PASSAGE TO READ:
^^^^^^^^^^^^^^^^

Saturday, November 29, 2008


Where do you get yours?
In this post, I'll be talking about finding ideas for designs for painting Christmas gifts.
With fabric paint, you can personalize just about anything:  Napkins, aprons, jeans, t-shirts, things you can buy inexpensively and spruce up in your own way.  Metallic paints (available at most arts and craft stores) provide the best color saturation and show up on most fabrics.  With such paint brands as Lumiere by Jacquard and Delta Glitter Stuff for fabric, the sky is the limit.  Add Aleene's OK to Wash-It Fabric Bond glue and fake jewels and beads can be added to the mix.  
So now you're staring at your blank canvas and have no idea where to start.  But you can find inspiration for your designs almost everywhere you look.  Here is a photo of one of my house plants.  Leaves and berries are the basis for so many patterns.  I visited a Victorian "castle" this weekend and was overwhelmed by the ornate designs that covered each surface, most with vines and leaves and flowers of some kind.  Pictured to the right is wallpaper that I saw in an art deco hotel.  It has such an interesting take on paisleys and swirls I had to document it.  Below are photos of details of the stone wall surrounding the Bethesda Fountain in New York.  Usually, the fountain gets all my attention but for some reason that day, I really studied the other stone work.  I realized that I have walked past these amazing designs for years without noticing that though the wall is fairly symmetrical and seemingly repetitive, each of these little stone carvings is slightly different, it's own gorgeous ornate design.

^^^^^^^^^^^^^^^^

TO DO: Retype the blog post about finding design ideas for fabric-painted Christmas gifts, word for word and in full.

^^^^^^^^^^^^^^^^

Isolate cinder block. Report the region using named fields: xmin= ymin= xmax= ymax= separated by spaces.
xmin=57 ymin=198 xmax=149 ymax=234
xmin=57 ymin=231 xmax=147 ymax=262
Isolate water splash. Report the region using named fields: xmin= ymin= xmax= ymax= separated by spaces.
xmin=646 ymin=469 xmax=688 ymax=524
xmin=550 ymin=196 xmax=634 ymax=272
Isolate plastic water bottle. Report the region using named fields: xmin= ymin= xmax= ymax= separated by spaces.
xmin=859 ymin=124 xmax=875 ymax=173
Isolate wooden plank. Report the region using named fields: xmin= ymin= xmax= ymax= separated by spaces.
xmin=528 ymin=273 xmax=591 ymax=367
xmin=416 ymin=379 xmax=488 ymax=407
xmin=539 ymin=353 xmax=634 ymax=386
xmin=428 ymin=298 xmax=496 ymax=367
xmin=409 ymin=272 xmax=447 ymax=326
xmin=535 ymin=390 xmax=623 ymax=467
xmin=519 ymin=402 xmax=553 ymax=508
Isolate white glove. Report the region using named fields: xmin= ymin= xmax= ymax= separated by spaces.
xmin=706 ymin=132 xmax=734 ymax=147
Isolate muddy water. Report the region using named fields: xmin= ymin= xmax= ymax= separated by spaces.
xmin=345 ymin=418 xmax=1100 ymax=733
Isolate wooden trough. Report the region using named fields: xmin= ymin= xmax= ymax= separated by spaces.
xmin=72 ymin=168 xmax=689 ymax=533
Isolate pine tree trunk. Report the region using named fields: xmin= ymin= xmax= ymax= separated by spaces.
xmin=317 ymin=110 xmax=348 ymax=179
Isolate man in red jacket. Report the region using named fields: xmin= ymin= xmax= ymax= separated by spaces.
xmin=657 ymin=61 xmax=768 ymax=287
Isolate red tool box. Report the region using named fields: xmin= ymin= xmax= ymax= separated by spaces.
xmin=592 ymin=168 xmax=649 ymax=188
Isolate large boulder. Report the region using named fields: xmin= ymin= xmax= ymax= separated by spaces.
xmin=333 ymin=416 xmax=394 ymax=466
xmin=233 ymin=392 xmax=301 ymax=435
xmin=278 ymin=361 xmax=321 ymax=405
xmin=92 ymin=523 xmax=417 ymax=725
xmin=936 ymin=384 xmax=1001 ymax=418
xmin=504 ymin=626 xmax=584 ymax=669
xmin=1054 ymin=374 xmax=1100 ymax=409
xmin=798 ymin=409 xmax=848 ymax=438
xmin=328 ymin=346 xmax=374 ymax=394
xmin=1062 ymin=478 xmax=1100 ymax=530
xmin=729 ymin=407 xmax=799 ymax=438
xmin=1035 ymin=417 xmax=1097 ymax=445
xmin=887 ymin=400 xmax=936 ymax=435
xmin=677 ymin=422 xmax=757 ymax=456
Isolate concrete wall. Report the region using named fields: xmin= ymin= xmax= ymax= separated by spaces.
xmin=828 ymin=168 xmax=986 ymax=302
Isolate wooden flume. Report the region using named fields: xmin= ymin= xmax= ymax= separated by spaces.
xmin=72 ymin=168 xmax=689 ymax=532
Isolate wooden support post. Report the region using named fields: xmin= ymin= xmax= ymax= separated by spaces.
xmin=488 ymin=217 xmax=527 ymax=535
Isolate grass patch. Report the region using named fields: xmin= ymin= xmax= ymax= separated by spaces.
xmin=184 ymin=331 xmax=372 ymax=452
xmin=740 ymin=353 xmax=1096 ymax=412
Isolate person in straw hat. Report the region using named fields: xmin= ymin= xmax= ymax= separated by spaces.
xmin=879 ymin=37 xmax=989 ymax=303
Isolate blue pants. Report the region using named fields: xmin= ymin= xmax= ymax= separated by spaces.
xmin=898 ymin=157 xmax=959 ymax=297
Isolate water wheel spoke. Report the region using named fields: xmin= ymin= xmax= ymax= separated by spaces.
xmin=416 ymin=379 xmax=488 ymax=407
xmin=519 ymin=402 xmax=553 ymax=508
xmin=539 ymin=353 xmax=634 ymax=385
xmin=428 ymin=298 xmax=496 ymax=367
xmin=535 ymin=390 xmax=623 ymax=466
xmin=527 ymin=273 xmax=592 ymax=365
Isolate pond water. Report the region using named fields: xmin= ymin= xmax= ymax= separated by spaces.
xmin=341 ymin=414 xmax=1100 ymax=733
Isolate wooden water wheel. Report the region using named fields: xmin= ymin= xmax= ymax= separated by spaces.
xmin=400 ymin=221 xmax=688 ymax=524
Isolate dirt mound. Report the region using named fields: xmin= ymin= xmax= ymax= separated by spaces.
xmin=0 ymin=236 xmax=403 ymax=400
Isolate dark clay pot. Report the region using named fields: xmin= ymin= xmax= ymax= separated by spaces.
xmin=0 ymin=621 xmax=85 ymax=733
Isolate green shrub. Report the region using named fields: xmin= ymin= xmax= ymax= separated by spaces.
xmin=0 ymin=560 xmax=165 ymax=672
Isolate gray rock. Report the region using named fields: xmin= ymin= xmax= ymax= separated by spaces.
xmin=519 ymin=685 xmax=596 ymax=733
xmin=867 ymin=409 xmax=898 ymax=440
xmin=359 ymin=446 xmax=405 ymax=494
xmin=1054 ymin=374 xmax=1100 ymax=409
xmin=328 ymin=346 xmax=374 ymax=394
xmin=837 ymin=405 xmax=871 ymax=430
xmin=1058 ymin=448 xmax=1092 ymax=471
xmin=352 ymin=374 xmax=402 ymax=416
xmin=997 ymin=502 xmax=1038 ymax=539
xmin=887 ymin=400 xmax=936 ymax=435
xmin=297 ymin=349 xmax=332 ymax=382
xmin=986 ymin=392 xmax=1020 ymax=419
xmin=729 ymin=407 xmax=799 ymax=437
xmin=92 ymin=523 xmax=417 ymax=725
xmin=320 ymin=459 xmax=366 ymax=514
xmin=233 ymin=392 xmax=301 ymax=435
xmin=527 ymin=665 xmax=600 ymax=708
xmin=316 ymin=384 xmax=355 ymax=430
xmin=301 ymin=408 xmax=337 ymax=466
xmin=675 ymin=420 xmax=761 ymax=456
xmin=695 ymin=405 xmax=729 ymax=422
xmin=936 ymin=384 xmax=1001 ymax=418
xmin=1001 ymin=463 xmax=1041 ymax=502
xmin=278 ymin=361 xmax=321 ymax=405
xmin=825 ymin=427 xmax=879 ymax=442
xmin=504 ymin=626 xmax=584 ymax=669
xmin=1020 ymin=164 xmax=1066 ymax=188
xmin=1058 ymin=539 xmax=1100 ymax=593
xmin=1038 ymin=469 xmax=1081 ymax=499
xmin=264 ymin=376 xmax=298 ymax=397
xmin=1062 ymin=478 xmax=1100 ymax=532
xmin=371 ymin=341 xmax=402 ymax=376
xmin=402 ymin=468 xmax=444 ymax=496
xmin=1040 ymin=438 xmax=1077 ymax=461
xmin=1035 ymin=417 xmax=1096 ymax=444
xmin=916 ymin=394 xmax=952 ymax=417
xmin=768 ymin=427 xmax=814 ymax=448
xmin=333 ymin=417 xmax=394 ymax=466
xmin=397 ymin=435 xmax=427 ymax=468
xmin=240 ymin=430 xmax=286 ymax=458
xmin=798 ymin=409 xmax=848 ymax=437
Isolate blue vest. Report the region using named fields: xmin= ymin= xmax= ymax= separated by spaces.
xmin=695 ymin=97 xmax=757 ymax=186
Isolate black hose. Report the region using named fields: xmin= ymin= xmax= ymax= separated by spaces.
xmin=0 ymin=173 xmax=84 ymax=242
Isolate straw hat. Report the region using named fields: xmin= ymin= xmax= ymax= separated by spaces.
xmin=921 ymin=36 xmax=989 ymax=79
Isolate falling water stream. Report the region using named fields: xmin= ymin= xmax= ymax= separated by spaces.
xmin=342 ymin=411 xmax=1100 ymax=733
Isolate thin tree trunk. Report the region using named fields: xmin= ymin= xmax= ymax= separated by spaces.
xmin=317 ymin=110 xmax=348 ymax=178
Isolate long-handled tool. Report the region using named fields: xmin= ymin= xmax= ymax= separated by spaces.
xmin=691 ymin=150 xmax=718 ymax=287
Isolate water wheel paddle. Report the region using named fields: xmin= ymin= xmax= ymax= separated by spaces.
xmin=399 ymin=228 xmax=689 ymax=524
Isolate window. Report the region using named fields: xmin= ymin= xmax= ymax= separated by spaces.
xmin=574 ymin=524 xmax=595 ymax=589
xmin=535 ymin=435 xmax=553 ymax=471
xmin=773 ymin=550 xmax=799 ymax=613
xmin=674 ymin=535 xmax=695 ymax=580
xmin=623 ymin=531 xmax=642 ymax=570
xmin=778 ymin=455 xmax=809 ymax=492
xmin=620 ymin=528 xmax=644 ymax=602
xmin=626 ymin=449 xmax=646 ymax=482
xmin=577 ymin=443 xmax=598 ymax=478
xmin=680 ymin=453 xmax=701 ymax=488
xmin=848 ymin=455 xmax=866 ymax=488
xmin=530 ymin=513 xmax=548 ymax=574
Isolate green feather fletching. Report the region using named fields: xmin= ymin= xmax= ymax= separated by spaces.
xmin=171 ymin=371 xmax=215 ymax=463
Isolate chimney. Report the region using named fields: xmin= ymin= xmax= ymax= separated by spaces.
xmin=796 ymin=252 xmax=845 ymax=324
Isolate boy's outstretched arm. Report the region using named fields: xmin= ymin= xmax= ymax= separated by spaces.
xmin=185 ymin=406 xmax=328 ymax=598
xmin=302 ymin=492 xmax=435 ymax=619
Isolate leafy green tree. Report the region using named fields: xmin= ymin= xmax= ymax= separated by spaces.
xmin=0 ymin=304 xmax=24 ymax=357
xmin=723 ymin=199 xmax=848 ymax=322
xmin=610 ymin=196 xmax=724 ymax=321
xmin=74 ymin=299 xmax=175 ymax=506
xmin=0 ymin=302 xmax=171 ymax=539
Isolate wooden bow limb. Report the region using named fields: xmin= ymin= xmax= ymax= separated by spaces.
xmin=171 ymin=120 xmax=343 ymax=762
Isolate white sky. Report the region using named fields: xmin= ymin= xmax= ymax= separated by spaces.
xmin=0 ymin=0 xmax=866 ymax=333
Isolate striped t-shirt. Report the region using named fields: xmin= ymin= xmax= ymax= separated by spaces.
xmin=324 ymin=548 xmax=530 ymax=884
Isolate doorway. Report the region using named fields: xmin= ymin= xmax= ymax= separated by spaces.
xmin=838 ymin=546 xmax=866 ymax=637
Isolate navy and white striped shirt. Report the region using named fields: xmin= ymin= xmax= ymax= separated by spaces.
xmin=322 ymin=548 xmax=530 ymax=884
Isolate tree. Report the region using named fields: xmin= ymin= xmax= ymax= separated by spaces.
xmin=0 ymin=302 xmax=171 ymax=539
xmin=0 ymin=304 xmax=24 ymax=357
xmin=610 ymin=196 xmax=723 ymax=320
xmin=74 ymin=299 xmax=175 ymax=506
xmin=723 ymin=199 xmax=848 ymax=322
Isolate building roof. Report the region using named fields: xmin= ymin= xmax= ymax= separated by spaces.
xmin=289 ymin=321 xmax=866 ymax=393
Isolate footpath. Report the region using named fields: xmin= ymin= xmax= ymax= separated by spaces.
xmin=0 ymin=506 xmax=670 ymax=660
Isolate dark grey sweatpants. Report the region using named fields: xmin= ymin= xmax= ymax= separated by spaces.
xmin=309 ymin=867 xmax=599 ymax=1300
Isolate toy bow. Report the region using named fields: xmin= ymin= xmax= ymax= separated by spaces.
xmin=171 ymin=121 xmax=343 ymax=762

^^^^^^^^^^^^^^^^

SOLUTION FOR THIS EXERCISE:
Saturday, November 29, 2008


Where do you get yours?
In this post, I'll be talking about finding ideas for designs for painting Christmas gifts.
With fabric paint, you can personalize just about anything:  Napkins, aprons, jeans, t-shirts, things you can buy inexpensively and spruce up in your own way.  Metallic paints (available at most arts and craft stores) provide the best color saturation and show up on most fabrics.  With such paint brands as Lumiere by Jacquard and Delta Glitter Stuff for fabric, the sky is the limit.  Add Aleene's OK to Wash-It Fabric Bond glue and fake jewels and beads can be added to the mix.  
So now you're staring at your blank canvas and have no idea where to start.  But you can find inspiration for your designs almost everywhere you look.  Here is a photo of one of my house plants.  Leaves and berries are the basis for so many patterns.  I visited a Victorian "castle" this weekend and was overwhelmed by the ornate designs that covered each surface, most with vines and leaves and flowers of some kind.  Pictured to the right is wallpaper that I saw in an art deco hotel.  It has such an interesting take on paisleys and swirls I had to document it.  Below are photos of details of the stone wall surrounding the Bethesda Fountain in New York.  Usually, the fountain gets all my attention but for some reason that day, I really studied the other stone work.  I realized that I have walked past these amazing designs for years without noticing that though the wall is fairly symmetrical and seemingly repetitive, each of these little stone carvings is slightly different, it's own gorgeous ornate design.